Consegna.
Rispondi a queste domande sul testo che parla della donna guarita dall'HIV:
1. In quale anno la donna è stata trovata sieropositiva?
2. Che cosa hanno rivelato le nuove analisi del 2017?
3. In quale centro medico è arrivata per il trattamento?

Testo da leggere.
Siamo a tre: tre come le persone in tutto il mondo che ad oggi sono guarite dall’infezione da HIV.

L’ultima arrivata è una donna americana sieropositiva in cui oggi non è più rilevabile il virus dell’HIV grazie a un trapianto di cellule staminali provenienti dal sangue del cordone ombelicale eseguito per trattare una grave forma di leucemia mieloide acuta.

L’entusiasmo è alto ma ancora una volta va tenuto a freno perché, purtroppo, non siamo di fronte a una vera e propria cura.

La convivenza della donna, di mezz’età, con l’HIV è iniziata nel 2013, quando è stata trovata sieropositiva. Come hanno raccontato i ricercatori durante la Conferenza sui retrovirus e le infezioni opportunistiche, nel 2017 le cose sono poi ulteriormente peggiorate perché le nuove analisi recapitatele di fronte parlavano di una forma aggressiva di leucemia.

In quello stesso anno si è sottoposta a un trattamento innovativo basato sul doppio trapianto diversi di cellule staminali.

Una volta arrivata al New York-Presbyterian Weill Cornell Medical Center di New York ha prima ricevuto un trapianto di cellule staminali derivate dal sangue del cordone ombelicale di un neonato non imparentato con lei e il giorno dopo le sono state infuse altre cellule staminali, questa volta prelevate da un membro adulto della propria famiglia.

Dati forniti.
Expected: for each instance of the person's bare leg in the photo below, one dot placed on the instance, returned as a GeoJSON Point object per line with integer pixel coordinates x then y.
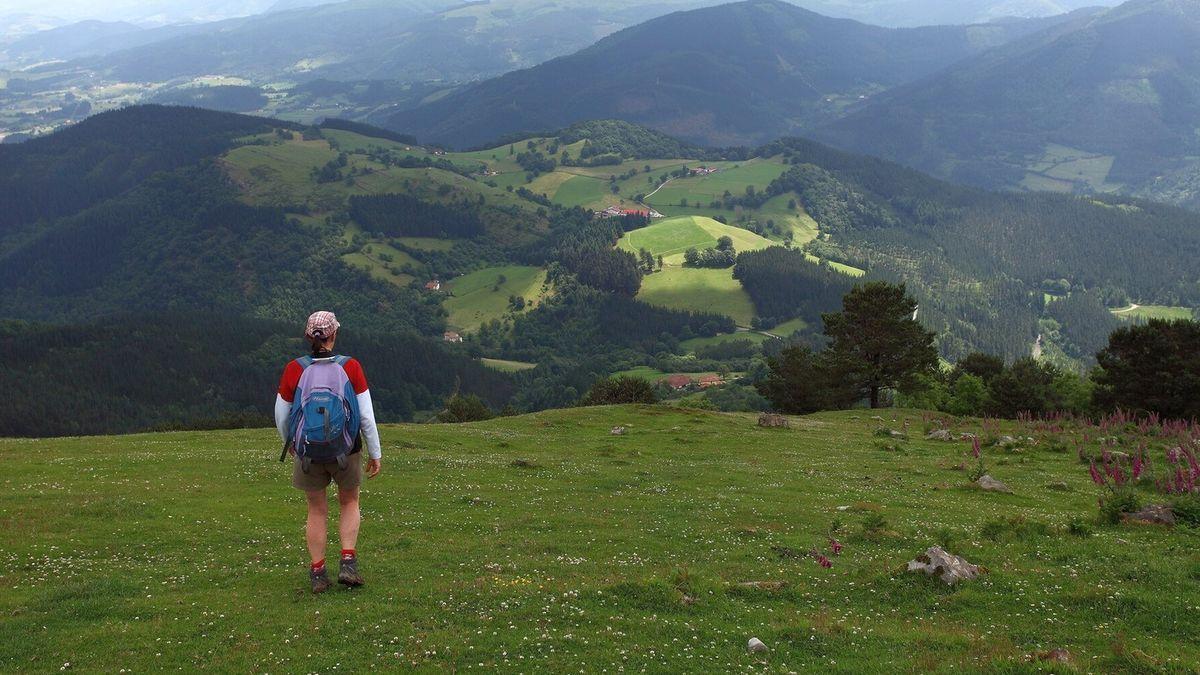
==
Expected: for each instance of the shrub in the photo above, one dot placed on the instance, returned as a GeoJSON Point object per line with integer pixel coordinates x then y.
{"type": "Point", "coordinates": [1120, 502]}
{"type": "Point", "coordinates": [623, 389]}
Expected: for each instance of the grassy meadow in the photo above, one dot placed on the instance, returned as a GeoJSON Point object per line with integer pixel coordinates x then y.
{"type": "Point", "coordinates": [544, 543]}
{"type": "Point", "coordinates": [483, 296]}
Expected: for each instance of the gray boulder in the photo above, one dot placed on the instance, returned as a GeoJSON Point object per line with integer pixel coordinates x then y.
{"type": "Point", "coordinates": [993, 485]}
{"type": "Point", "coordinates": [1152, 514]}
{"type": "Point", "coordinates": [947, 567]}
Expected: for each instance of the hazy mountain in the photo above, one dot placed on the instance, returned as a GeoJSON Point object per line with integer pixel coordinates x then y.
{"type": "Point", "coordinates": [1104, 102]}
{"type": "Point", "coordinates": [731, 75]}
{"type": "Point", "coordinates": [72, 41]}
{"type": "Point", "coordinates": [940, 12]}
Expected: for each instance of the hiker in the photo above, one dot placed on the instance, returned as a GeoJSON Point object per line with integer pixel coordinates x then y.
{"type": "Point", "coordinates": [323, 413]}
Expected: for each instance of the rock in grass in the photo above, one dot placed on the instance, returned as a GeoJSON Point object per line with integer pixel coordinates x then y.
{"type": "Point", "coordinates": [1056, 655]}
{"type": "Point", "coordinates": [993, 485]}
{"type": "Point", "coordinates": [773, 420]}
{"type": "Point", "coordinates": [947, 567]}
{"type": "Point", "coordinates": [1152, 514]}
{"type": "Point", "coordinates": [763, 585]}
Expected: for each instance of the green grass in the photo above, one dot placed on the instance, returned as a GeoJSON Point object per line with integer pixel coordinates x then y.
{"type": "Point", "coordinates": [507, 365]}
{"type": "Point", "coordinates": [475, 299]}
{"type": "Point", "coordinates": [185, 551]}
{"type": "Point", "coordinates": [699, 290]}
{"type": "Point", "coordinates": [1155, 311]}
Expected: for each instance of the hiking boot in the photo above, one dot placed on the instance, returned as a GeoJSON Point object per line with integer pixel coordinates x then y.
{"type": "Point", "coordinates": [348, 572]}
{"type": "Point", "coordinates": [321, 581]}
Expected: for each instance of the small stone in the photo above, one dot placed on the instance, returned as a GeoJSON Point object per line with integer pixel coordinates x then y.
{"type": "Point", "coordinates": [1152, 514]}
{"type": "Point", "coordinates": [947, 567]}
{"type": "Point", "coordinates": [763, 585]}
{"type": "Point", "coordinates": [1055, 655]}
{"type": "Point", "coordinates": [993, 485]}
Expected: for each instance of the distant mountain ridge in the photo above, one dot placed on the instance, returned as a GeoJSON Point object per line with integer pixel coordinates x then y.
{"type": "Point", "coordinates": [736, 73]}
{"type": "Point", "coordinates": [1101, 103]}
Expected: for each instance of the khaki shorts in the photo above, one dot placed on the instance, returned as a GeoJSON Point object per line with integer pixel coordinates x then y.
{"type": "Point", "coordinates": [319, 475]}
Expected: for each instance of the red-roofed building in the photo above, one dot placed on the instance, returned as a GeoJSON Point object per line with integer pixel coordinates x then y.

La tua risposta.
1. Nel 2013.
2. Una forma aggressiva di leucemia.
3. Al New York-Presbyterian Weill Cornell Medical Center di New York.